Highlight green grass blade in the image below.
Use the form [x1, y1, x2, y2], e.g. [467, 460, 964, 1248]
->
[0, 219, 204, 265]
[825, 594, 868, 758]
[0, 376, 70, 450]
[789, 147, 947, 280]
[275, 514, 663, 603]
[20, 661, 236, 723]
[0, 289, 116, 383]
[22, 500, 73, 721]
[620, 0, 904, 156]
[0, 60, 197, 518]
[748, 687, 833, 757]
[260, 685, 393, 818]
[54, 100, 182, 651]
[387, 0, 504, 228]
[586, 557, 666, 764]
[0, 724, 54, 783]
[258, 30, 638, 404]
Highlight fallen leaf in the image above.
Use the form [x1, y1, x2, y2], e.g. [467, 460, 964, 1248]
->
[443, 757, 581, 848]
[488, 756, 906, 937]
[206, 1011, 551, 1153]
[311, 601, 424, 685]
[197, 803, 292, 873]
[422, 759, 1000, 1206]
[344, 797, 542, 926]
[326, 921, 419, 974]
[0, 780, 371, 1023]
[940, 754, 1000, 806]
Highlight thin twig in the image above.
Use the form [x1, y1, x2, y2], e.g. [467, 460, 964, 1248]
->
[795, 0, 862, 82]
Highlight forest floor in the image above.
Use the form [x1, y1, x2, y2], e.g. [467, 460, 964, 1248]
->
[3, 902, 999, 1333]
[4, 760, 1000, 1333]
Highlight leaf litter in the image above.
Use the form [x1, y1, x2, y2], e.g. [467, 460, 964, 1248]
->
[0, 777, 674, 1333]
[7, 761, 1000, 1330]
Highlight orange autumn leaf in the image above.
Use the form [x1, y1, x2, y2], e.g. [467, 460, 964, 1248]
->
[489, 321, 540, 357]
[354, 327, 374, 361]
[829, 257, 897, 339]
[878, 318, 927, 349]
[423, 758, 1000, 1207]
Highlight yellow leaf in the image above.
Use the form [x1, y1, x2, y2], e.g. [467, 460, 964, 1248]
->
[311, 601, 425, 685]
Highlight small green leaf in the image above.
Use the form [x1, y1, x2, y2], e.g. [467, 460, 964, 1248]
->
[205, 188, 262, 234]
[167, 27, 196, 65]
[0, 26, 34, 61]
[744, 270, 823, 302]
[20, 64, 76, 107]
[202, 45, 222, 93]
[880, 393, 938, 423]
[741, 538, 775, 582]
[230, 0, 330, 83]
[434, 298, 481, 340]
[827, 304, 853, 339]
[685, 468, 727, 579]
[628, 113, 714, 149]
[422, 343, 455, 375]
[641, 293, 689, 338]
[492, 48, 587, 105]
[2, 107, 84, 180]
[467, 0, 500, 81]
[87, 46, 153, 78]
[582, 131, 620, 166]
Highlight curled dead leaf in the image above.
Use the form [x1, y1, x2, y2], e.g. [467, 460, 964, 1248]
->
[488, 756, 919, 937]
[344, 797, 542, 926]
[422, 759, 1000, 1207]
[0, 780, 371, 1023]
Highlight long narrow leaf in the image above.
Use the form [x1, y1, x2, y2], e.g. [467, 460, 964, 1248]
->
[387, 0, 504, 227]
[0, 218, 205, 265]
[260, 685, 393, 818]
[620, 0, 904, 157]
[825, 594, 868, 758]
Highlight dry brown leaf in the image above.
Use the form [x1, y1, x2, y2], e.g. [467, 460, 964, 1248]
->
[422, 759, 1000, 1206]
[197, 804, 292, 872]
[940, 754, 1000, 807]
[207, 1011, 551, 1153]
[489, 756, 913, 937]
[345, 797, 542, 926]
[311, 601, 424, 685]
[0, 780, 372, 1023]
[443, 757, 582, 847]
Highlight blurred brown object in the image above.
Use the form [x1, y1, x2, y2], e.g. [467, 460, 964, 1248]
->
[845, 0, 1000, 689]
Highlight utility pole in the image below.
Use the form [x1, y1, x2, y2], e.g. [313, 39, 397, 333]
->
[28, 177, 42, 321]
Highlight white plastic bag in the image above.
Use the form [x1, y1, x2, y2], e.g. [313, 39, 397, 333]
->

========================================================================

WORK ITEM:
Please count the lines above that hold the string "below" and reply with the number alone.

TASK RESPONSE:
2